#### [What to produce]
For the entries that follow, say how many lines hold the string "smoke", with nothing else in the reply.

#### [Records contained in a dataset]
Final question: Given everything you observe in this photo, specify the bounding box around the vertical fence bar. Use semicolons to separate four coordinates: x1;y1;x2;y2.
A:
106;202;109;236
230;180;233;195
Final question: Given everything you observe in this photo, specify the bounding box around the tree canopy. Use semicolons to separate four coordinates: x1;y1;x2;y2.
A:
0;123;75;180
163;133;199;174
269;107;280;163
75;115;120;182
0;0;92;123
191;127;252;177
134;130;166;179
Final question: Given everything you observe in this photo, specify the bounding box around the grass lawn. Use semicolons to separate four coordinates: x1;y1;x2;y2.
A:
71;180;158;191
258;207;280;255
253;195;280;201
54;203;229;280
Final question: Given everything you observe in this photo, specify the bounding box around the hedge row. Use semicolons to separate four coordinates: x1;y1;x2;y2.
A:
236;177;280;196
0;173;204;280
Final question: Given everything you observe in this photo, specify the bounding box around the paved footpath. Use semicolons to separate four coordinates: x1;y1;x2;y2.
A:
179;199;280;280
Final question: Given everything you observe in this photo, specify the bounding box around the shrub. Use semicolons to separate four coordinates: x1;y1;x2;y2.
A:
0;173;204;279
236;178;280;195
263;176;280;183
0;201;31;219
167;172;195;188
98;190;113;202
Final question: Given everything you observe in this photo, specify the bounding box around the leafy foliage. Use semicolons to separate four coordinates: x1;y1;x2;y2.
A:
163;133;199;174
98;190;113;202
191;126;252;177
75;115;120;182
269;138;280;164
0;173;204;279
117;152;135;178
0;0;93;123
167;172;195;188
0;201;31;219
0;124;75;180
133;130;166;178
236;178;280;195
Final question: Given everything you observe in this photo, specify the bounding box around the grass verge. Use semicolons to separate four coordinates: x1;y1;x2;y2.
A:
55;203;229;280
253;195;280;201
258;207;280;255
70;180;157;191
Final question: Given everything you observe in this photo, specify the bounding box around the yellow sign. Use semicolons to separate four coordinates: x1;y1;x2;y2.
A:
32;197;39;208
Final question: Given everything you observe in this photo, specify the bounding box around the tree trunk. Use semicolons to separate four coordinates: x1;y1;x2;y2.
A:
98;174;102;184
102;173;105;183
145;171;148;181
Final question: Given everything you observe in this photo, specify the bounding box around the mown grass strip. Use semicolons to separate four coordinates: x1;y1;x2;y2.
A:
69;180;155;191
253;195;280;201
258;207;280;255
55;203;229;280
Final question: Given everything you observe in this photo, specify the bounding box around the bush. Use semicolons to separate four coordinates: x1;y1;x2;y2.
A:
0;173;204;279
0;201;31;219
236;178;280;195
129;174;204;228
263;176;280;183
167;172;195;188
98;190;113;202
* * *
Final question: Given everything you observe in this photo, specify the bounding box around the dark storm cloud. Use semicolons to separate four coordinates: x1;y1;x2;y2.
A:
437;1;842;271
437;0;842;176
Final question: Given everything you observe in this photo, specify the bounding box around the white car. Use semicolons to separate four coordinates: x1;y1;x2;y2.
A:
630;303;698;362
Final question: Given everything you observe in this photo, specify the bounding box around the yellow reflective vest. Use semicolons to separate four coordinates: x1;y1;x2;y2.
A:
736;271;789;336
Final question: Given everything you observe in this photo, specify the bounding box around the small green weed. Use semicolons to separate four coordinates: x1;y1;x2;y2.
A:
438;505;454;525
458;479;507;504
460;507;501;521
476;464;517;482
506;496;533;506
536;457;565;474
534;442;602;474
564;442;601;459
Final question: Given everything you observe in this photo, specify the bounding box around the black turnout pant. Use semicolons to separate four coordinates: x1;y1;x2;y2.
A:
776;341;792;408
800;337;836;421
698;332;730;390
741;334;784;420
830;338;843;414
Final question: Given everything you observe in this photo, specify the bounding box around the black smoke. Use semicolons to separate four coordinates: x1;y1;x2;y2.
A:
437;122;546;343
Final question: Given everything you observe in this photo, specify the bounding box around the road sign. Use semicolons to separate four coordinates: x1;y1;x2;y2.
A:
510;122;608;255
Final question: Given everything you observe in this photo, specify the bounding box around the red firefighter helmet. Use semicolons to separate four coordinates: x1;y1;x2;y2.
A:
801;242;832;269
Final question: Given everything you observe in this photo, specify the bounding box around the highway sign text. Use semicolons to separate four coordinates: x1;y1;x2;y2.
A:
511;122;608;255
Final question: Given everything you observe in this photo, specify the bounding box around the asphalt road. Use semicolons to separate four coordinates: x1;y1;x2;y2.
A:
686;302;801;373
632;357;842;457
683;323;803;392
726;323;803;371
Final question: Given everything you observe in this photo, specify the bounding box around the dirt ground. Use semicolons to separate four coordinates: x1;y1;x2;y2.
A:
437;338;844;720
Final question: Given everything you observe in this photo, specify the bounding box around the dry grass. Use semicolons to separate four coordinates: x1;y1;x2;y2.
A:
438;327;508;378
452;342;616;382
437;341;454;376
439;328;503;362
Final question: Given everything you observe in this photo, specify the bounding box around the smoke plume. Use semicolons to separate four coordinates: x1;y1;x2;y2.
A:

#### [Written reply]
2